» **Direction**
Below are some entries. Output each one exactly as it appears.

» **Extracted records**
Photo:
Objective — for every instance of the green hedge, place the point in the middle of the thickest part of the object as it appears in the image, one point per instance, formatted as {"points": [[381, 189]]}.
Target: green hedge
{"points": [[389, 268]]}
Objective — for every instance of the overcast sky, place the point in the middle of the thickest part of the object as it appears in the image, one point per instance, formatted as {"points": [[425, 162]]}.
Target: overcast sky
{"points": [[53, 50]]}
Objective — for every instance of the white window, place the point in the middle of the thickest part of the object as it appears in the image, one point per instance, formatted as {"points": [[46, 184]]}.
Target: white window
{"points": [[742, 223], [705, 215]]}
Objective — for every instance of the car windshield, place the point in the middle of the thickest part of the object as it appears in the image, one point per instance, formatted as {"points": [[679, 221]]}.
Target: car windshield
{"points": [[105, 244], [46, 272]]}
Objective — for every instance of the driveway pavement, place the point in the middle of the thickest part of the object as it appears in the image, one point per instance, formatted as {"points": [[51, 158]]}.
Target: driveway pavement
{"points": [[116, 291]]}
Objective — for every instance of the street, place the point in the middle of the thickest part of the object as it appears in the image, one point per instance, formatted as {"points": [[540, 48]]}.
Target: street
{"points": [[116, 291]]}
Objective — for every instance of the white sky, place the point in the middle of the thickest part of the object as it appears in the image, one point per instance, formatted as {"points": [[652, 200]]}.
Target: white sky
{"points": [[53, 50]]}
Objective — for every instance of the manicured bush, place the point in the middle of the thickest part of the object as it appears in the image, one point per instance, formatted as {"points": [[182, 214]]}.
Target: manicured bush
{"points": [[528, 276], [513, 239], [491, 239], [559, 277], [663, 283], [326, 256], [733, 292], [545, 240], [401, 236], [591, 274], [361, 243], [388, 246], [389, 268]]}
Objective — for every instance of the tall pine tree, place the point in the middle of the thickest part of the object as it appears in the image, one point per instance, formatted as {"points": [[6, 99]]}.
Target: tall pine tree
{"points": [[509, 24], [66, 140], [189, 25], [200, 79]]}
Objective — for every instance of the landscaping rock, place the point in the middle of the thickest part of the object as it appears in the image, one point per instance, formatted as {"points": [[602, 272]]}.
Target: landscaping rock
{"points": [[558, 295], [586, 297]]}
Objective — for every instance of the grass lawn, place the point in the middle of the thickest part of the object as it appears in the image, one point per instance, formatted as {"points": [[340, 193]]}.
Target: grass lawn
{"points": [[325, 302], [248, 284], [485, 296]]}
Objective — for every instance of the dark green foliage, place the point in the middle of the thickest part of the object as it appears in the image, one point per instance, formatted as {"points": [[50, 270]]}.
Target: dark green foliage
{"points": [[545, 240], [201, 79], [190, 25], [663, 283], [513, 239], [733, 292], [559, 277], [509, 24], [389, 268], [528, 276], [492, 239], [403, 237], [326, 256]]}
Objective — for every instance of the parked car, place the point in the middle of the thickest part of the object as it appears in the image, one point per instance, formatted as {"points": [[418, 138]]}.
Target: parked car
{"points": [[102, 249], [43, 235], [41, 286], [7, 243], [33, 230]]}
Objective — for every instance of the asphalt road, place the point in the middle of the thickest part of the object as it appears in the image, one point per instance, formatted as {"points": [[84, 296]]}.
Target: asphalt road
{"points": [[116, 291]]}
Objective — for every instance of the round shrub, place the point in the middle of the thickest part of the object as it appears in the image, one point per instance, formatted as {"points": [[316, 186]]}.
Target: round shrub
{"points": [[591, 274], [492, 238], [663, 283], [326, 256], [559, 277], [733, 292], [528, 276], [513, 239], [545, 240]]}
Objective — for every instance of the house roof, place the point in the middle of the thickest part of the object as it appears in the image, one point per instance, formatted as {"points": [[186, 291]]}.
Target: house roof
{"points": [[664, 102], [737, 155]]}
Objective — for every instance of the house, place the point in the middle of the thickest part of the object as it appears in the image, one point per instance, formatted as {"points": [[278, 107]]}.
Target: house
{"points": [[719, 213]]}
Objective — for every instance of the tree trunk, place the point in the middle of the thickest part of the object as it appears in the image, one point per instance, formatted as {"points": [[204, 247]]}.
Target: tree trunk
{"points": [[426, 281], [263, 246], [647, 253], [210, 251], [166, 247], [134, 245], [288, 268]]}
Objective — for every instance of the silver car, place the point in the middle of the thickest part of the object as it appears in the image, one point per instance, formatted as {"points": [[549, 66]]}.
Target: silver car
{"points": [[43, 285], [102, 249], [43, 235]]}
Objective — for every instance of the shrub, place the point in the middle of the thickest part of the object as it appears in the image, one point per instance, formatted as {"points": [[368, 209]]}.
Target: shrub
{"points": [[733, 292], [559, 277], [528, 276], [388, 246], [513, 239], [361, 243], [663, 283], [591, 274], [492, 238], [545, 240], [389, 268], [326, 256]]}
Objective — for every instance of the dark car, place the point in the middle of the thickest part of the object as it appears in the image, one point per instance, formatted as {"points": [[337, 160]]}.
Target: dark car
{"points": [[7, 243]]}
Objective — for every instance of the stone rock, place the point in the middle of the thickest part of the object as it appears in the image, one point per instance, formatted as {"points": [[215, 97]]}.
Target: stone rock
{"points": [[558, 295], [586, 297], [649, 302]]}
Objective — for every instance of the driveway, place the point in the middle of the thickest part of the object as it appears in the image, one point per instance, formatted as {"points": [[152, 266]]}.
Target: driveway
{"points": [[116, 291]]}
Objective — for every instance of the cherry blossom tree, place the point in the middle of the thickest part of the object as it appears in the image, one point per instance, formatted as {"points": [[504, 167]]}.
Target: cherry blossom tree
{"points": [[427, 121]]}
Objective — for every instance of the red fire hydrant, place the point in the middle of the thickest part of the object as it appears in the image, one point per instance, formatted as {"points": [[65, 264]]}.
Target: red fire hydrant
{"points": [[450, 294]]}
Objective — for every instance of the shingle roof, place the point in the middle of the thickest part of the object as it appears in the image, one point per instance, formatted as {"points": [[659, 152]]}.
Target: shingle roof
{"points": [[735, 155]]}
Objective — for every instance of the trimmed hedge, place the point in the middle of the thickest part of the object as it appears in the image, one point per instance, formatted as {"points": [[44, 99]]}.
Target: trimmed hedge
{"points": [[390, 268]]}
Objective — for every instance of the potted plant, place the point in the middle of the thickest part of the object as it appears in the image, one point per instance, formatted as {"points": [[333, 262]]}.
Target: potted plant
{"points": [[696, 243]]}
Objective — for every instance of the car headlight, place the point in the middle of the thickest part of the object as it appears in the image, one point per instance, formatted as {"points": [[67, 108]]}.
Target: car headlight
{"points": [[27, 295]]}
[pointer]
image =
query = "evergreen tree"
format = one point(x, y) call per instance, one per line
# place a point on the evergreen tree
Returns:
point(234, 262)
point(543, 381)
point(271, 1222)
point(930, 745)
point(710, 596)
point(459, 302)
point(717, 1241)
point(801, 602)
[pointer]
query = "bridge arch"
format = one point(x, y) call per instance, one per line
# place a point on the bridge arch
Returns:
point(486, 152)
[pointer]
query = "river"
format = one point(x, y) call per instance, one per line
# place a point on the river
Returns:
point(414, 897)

» **Written answer**
Photo:
Objective — for every instance of the green hedge, place the point in the middle of the thickest part of the object as it appears in the image, one point per instance, formatted as {"points": [[381, 189]]}.
Target: green hedge
{"points": [[389, 268]]}
Objective — for every instance of the overcast sky, place the point in the middle of the thickest part of the object as it appears in the image, one point per instance, formatted as {"points": [[425, 162]]}.
Target: overcast sky
{"points": [[53, 50]]}
Objective — for every instance of the white window, place the point in the middle of the thickest part of the object as it appears in the image, one point per instance, formatted as {"points": [[46, 184]]}.
Target: white window
{"points": [[742, 223], [705, 215]]}
Objective — for every instance of the car windshield, place the point in the middle of the thickest part of the object as it appears in the image, one point per instance, formatted as {"points": [[679, 221]]}.
Target: car windshield
{"points": [[105, 244], [46, 272]]}
Objective — for every instance of the driveway pavement, place the point in the middle of the thickest part of the object as it appears in the image, one point per instance, formatted as {"points": [[51, 158]]}.
Target: driveway pavement
{"points": [[116, 291]]}
Objective — for every instance of the street, place the point in the middle of the thickest part of the object as it appears in the image, one point per instance, formatted as {"points": [[540, 48]]}.
Target: street
{"points": [[116, 291]]}
Objective — for every instance of the white sky, place the point in the middle of the thickest part of the object as it appears in the image, one point per instance, formatted as {"points": [[652, 200]]}.
Target: white sky
{"points": [[53, 50]]}
Objective — for every instance of the manicured bush, place the point in the middle of the thickest part of the object as it appears in the image, one point per instance, formatted as {"points": [[182, 214]]}.
Target: manicured bush
{"points": [[528, 276], [513, 239], [491, 239], [559, 277], [663, 283], [326, 256], [733, 292], [545, 240], [401, 236], [591, 274], [361, 243], [388, 246], [389, 268]]}
Objective — for every instance of the tall pine tree, place the point in the middle of the thickest part of the object as it appears in the image, one point per instance, formatted as {"points": [[6, 99]]}.
Target: tall pine tree
{"points": [[509, 24], [66, 140], [189, 25], [200, 79]]}
Objective — for every instance of the landscaping rock, place the point in the middle of the thickest part of the object as it appears in the image, one point per instance, formatted as {"points": [[602, 272]]}.
Target: landscaping rock
{"points": [[558, 295], [586, 297]]}
Objective — for every instance of the grass lawn, place the point in the middle of the thickest part of the object as it appears in the image, one point per instance, formatted as {"points": [[340, 193]]}.
Target: grass lawn
{"points": [[325, 302], [248, 284], [485, 296]]}
Objective — for every instance of the dark green foliage, place the point in the middle of the thickest part of the object as it appears in the image, one point per instance, formatted as {"points": [[50, 270]]}.
Target: dark green foliage
{"points": [[545, 240], [201, 79], [190, 25], [663, 283], [513, 239], [733, 292], [559, 277], [509, 24], [389, 268], [528, 276], [492, 239], [403, 237], [326, 256]]}
Objective — for every instance of the parked car, place the point in the middle of the thickest part of the object as it appears in the image, one point per instance, formatted as {"points": [[418, 138]]}.
Target: parked car
{"points": [[102, 249], [43, 235], [41, 286], [7, 243], [33, 230]]}
Objective — for every instance of the asphalt road, place the point in the middle of the thickest part of the object as it appears in the image, one point per instance, formatted as {"points": [[84, 296]]}.
Target: asphalt road
{"points": [[116, 291]]}
Objective — for every instance of the round shrub, place the point in the middle of the thickest part of the object as it appears in the image, one point per instance, formatted as {"points": [[316, 186]]}.
Target: round shrub
{"points": [[591, 274], [492, 238], [663, 283], [326, 256], [559, 277], [733, 292], [528, 276], [513, 239], [545, 240]]}
Objective — for every instance of the house roof, place the point in the middle of the thickest part of the object as it appears in the image, one point per instance, formatted as {"points": [[186, 291]]}.
Target: house roof
{"points": [[664, 102], [737, 155]]}
Objective — for every instance of the house, place the point in the middle of the thickest part of the object as it appears in the image, one point per instance, formatted as {"points": [[278, 107]]}.
Target: house
{"points": [[719, 213]]}
Objective — for every instance of the tree trunk, place the point in the middle of the thickest part of the object as it appears in the image, one point per instance, formatted as {"points": [[204, 247]]}.
Target: tree trunk
{"points": [[426, 281], [263, 246], [647, 253], [210, 251], [166, 247], [134, 245], [288, 268]]}
Objective — for every instance of the silver car, place the point in the middle of the thickest part of the object as it appears in the image, one point per instance, formatted as {"points": [[549, 66]]}.
Target: silver car
{"points": [[43, 285], [102, 249], [43, 235]]}
Objective — for every instance of the shrub, place the point in the middle of the thickest part of the object as it appears in the image, one point per instance, formatted as {"points": [[368, 209]]}.
Target: shrub
{"points": [[733, 292], [559, 277], [528, 276], [388, 246], [513, 239], [361, 243], [663, 283], [591, 274], [492, 238], [545, 240], [389, 268], [326, 256]]}
Objective — for every instance of the dark car, place the point in the middle of the thickest part of the object as it appears in the image, one point per instance, formatted as {"points": [[337, 160]]}.
Target: dark car
{"points": [[7, 243]]}
Objective — for every instance of the stone rock, place the point in the middle of the thickest part of the object as it appears in the image, one point per instance, formatted as {"points": [[215, 97]]}.
Target: stone rock
{"points": [[558, 295], [586, 297], [649, 302]]}
Objective — for every instance of the driveway, place the point in the middle of the thickest part of the object as it appears in the image, one point per instance, formatted as {"points": [[152, 266]]}.
Target: driveway
{"points": [[116, 291]]}
Objective — for every instance of the cherry blossom tree, place the point in the middle of the thickest part of the object as it appears in the image, one point per instance, formatted as {"points": [[504, 167]]}.
Target: cherry blossom tree
{"points": [[427, 121]]}
Objective — for every instance of the red fire hydrant, place the point in the middle of the thickest part of the object as it appears in the image, one point per instance, formatted as {"points": [[65, 264]]}.
Target: red fire hydrant
{"points": [[450, 294]]}
Objective — for every instance of the shingle roof, place the point in the middle of the thickest part of the object as it appears in the image, one point per instance, formatted as {"points": [[659, 152]]}.
Target: shingle roof
{"points": [[735, 155]]}
Objective — for every instance of the trimmed hedge, place the point in the middle of the thickest part of the object as it appears in the image, one point per instance, formatted as {"points": [[44, 99]]}.
Target: trimmed hedge
{"points": [[390, 268]]}
Objective — for every instance of the potted plant, place the point in the middle of the thickest part of the object as it appears in the image, one point per instance, formatted as {"points": [[333, 262]]}.
Target: potted plant
{"points": [[696, 243]]}
Objective — for every instance of the car headlight, place the point in the middle of the thickest part of the object as it appears in the image, one point per instance, formatted as {"points": [[67, 108]]}.
Target: car headlight
{"points": [[27, 295]]}
[pointer]
image =
query = "evergreen tree"
format = one point(x, y) call per instance, one per line
# place a point on the evergreen tree
Returns:
point(234, 262)
point(543, 381)
point(271, 1222)
point(930, 745)
point(710, 596)
point(459, 302)
point(717, 1241)
point(801, 602)
[pointer]
query = "bridge arch"
format = one point(x, y) call per instance, one per line
# place a point on the bridge arch
Returns:
point(486, 152)
[pointer]
query = "river"
format = one point(x, y) call per instance, one per line
# place a point on the river
Returns:
point(414, 897)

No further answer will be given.